Exercise directions →
Please report how many lines of the material below contain the string "plastic", counting only matches with the same case. Give the number alone.
------ Provided data
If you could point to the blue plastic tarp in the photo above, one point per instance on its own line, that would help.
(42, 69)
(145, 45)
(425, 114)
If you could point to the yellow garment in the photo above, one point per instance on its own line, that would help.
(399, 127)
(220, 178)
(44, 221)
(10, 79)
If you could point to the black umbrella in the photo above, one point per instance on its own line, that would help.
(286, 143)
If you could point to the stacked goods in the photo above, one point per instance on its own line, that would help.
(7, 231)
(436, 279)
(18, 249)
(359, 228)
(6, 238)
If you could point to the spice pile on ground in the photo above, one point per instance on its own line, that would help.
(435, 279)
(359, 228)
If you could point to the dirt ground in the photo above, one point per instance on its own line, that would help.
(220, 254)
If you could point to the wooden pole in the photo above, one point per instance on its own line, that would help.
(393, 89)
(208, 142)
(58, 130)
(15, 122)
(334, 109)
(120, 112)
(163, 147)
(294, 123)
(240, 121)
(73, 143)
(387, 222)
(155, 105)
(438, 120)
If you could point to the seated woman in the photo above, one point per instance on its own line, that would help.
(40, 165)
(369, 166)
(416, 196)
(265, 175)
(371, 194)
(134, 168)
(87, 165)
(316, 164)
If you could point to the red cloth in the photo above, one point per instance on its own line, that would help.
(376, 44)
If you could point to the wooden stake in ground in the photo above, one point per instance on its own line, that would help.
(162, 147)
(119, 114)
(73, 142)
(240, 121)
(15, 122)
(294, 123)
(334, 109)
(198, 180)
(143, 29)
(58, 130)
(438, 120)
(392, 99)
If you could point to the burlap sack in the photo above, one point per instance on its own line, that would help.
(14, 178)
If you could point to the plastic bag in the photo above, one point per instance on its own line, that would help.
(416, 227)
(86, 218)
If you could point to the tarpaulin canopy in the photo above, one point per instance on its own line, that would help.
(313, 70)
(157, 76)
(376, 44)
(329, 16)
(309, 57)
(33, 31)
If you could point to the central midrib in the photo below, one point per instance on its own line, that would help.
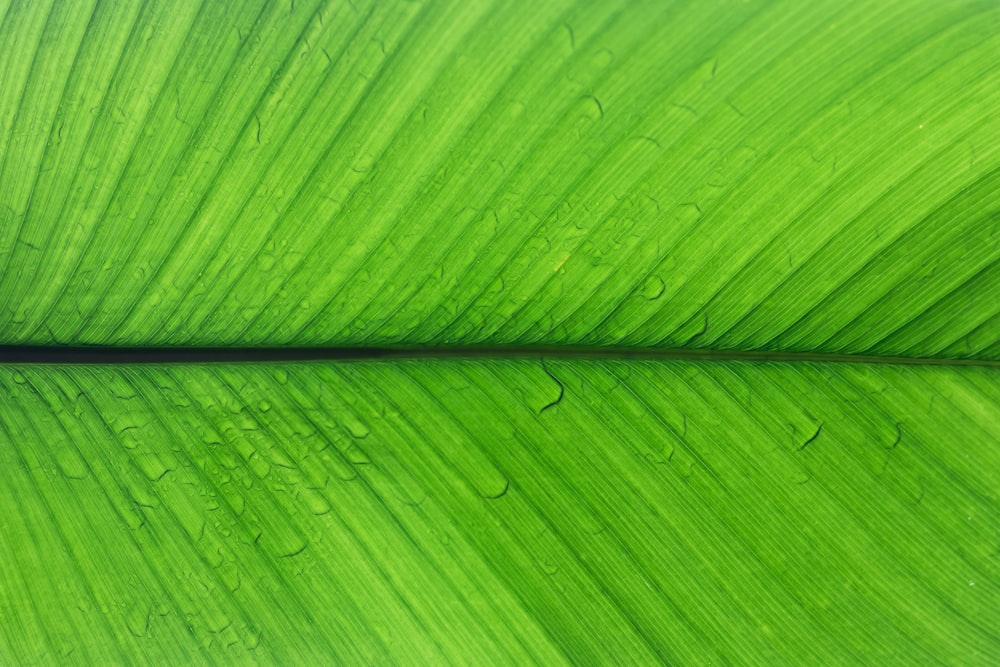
------------
Answer for the task →
2